Image location labeling entries
= = = = = = =
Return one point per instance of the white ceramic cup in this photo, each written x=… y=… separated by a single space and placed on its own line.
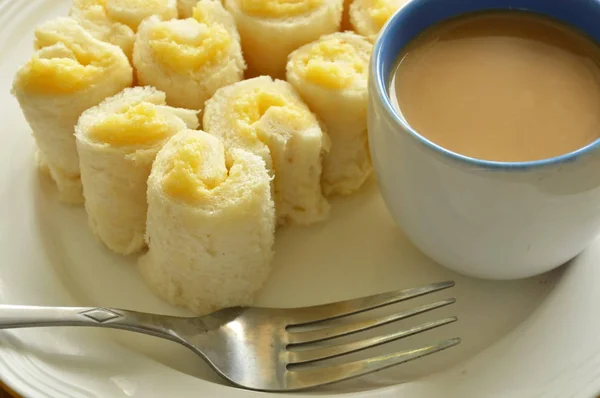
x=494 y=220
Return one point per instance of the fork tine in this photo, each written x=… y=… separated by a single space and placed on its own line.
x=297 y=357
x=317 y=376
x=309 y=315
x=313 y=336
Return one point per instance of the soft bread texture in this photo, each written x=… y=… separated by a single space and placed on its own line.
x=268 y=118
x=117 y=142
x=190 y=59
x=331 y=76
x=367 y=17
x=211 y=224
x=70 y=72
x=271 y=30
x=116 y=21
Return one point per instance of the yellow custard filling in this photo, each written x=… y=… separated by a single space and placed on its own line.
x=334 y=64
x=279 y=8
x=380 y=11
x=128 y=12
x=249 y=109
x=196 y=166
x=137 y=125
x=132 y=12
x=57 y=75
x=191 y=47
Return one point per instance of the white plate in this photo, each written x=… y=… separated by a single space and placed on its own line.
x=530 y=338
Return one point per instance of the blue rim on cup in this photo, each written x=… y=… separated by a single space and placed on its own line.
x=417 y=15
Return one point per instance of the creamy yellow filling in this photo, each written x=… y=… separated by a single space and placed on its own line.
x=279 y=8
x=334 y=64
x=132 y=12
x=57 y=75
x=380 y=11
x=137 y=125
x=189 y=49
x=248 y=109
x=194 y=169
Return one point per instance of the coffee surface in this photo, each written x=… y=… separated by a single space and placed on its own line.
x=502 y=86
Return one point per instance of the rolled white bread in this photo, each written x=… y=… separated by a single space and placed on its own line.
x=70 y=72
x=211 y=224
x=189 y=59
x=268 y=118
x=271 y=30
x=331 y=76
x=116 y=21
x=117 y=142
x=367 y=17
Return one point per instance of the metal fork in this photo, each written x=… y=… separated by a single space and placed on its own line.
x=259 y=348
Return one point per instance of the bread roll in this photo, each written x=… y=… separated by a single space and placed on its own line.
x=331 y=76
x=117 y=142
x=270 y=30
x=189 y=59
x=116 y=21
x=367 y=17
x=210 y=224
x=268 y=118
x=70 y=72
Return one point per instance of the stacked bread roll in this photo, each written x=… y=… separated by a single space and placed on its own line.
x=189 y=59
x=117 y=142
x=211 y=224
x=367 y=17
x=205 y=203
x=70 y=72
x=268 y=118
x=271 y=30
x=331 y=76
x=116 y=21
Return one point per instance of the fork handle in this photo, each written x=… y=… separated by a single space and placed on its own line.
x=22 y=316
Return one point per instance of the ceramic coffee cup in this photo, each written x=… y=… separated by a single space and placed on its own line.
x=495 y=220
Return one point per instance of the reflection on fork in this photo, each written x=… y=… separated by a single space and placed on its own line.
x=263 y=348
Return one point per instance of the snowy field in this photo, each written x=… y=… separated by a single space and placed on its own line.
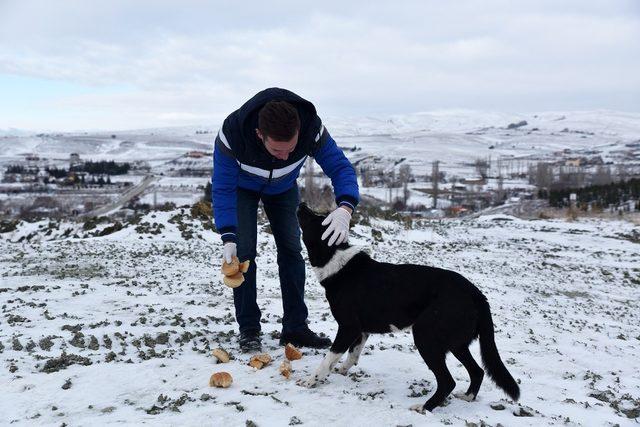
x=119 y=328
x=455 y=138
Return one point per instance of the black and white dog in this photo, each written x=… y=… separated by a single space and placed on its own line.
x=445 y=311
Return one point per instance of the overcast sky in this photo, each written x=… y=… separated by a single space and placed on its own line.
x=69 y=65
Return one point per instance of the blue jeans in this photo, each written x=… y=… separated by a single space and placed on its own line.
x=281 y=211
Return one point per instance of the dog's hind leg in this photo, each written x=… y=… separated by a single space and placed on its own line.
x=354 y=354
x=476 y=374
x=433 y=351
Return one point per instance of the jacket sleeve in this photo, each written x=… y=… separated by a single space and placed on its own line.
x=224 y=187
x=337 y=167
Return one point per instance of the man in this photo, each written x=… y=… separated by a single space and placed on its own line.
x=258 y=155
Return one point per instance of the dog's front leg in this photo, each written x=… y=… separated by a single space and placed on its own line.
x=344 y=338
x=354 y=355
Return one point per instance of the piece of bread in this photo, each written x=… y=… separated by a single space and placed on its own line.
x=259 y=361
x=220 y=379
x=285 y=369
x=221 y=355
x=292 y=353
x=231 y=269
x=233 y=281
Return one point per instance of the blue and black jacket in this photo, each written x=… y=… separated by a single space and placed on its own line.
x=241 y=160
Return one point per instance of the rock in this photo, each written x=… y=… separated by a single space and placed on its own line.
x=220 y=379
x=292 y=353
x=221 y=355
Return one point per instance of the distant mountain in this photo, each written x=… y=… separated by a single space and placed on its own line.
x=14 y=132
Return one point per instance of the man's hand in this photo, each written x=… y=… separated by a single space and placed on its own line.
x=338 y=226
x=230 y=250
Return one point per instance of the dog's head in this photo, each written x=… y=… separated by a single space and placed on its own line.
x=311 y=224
= = = = = = =
> _Given request_
Find the line that contains "Return one point per instance of the snowy", then write out that line and every line after it through the end of the records, exactly. Leave the pictures out.

> _Exercise output_
Return one point per instance of the snowy field in this photo, each written x=… y=… separated by a single space and placed on its own line.
x=119 y=328
x=455 y=138
Return one point per instance of the black and white dog in this photo, each written x=… y=… separated by a single space and placed on its own line.
x=445 y=311
Return one point per instance of the overcast sky in this photo, each written x=… y=… separated by a single space and placed on its own line.
x=69 y=65
Return one point per instance of the blue jeans in this photo, each written x=… y=… separated by a single space and placed on its own line.
x=281 y=211
Return one point per instance of the dog's hind leg in this photo, each written x=… y=… separated by a single space and placed on its own line.
x=354 y=354
x=476 y=374
x=433 y=351
Return one point per instance of the jacket sleeve in this photo, each written x=… y=… separated by a single space and placed on its own line.
x=224 y=187
x=337 y=167
Return one point per instance of the man in this photo, each written x=… y=… separated by a single space and placed on its own line.
x=258 y=155
Return one point per instance of the dog's front leg in this photo, each written x=… y=… separated by a single space and placed on its own line.
x=344 y=338
x=354 y=355
Return one point per instance of the piece of bread in this photo, each written x=… y=… separated by a single space and placed on its own line.
x=259 y=361
x=220 y=379
x=285 y=369
x=221 y=355
x=292 y=353
x=231 y=269
x=233 y=281
Return one point per instance of the blue and black jacket in this photo, each written x=… y=… separated by a single space and placed on its own line.
x=241 y=160
Return one point per instance of the rock in this photo, each written x=… y=… separated by a single space and placed on its own line.
x=220 y=379
x=292 y=353
x=221 y=355
Return one point per instance of the distant mountain in this photo, each written x=… y=… separated by a single space and placed on its own line.
x=14 y=132
Return one point per instance of the man's hand in this photo, each written x=… y=… separated by a single space and placed on its own line.
x=338 y=226
x=230 y=250
Return one point per instance of the dog's head in this photo, each written x=… y=… separated by a single space and placed on its own line.
x=311 y=224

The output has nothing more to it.